◆ **Passage shown**
━━━━

Learning Continuous 3D Words for Text-to-Image Generation

CVPR 2024


1 University of Oxford
2 Adobe Research

*Work done during internship at Adobe Research
Continuous 3D Words Overview

TL;DR: We encode fine-grained attributes like illumination, non-rigid shape changes, and camera parameters as special tokens termed Continuous 3D words for text-to-image generation.

Abstract

Current controls over diffusion models (e.g., through text or ControlNet) for image generation fall short in recognizing abstract, continuous attributes like illumination direction or non-rigid shape change. In this paper, we present an approach for allowing users of text-to-image models to have fine-grained control of several attributes in an image. We do this by engineering special sets of input tokens that can be transformed in a continuous manner -- we call them Continuous 3D Words. These attributes can, for example, be represented as sliders and applied jointly with text prompts for fine-grained control over image generation. Given only a single mesh and a rendering engine, we show that our approach can be adopted to provide continuous user control over several 3D-aware attributes, including time-of-day illumination, bird wing orientation, dollyzoom effect, and object poses. Our method is capable of conditioning image creation with multiple Continuous 3D Words and text descriptions simultaneously while adding no overhead to the generative process.

━━━━

◆ **Information supplied**
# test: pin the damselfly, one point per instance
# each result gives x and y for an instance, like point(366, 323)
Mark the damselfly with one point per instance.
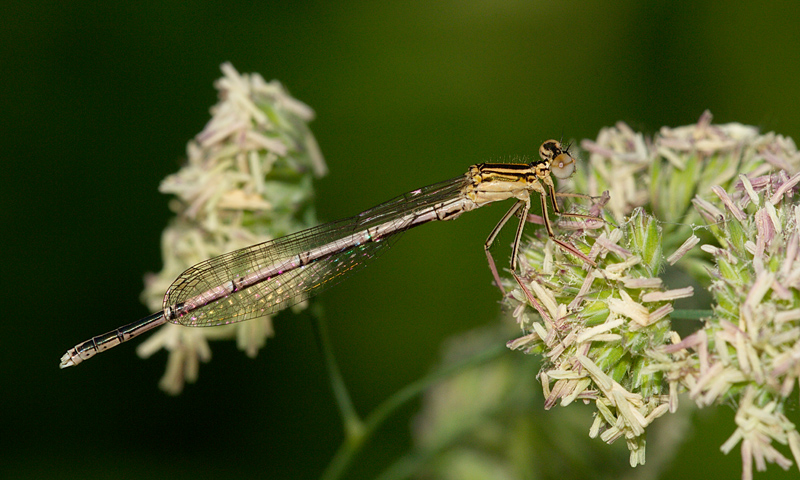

━━━━

◆ **What is asked**
1 > In the abstract on Continuous 3D Words, what shortcoming of current controls over diffusion models is given, and what does the paper offer in response? Answer in one to three sentences.
2 > List every 3D-aware attribute that the abstract on Continuous 3D Words names as one its approach can provide continuous user control over.

◆ **Results**
1 > Current controls such as text or ControlNet fall short in recognizing abstract, continuous attributes like illumination direction or non-rigid shape change. In response, the paper offers fine-grained control of several image attributes through special sets of input tokens, called Continuous 3D Words, that can be transformed in a continuous manner.

2 >
- Time-of-day illumination
- Bird wing orientation
- Dollyzoom effect
- Object poses